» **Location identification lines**

*****

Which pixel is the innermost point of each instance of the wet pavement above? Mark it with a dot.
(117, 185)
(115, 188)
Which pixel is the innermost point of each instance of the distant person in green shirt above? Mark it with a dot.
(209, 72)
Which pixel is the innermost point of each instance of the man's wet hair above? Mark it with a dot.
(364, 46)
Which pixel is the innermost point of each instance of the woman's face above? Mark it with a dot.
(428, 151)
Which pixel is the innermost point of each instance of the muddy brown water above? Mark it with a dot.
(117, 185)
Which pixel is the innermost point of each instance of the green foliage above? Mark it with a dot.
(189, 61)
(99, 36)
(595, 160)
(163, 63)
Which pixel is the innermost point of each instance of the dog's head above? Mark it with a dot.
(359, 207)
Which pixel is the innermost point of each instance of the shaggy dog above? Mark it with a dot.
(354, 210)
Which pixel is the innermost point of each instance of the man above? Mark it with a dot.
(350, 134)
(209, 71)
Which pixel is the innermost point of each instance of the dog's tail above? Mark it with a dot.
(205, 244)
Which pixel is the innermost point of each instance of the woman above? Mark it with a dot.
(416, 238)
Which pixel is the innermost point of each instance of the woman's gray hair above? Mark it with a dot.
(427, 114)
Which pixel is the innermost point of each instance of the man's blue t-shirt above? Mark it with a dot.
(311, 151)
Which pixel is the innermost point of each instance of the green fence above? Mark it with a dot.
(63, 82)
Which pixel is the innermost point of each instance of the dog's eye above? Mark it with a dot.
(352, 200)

*****

» **STATED PROBLEM**
Copy the lines above word for word, including every one of them.

» **EXERCISE ANSWER**
Which pixel is the innermost point of each instance of the wet pavement above? Mark it with a dot.
(117, 185)
(115, 188)
Which pixel is the innermost point of each instance of the distant person in green shirt above? Mark it with a dot.
(209, 72)
Which pixel is the innermost point of each instance of the man's wet hair above? Mark it with a dot.
(364, 46)
Which pixel is the innermost point of each instance of the woman's face above? Mark it with a dot.
(428, 151)
Which pixel is the innermost point of each instance of the muddy brown water above? Mark it with a dot.
(117, 185)
Which pixel is the innermost point of each instance of the green foliage above? Mark it with a dot.
(189, 61)
(99, 36)
(595, 160)
(163, 63)
Which pixel is the innermost point of each instance of the dog's head above? Mark it with a dot.
(359, 207)
Which pixel is the innermost point of each instance of the shaggy dog above? Mark it with a dot.
(354, 210)
Which pixel is the innermost point of each instance of the man above? Mark it with a dot.
(350, 134)
(209, 71)
Which pixel is the innermost point of each instance of the dog's tail above? Mark it with a dot.
(205, 244)
Which pixel is the innermost point of each instance of the woman above? Mark it with a dot.
(416, 238)
Which pixel is the innermost point of each instance of the woman's gray hair above? Mark it with a dot.
(427, 114)
Which pixel is the innermost point of each instance of the man's blue t-shirt above? Mark it with a dot.
(311, 151)
Which pixel is the innermost point of each instance of the green fence above? Mark it with a dot.
(63, 82)
Which pixel is the innermost point of each instance of the dog's eye above? Mark it with a dot.
(352, 200)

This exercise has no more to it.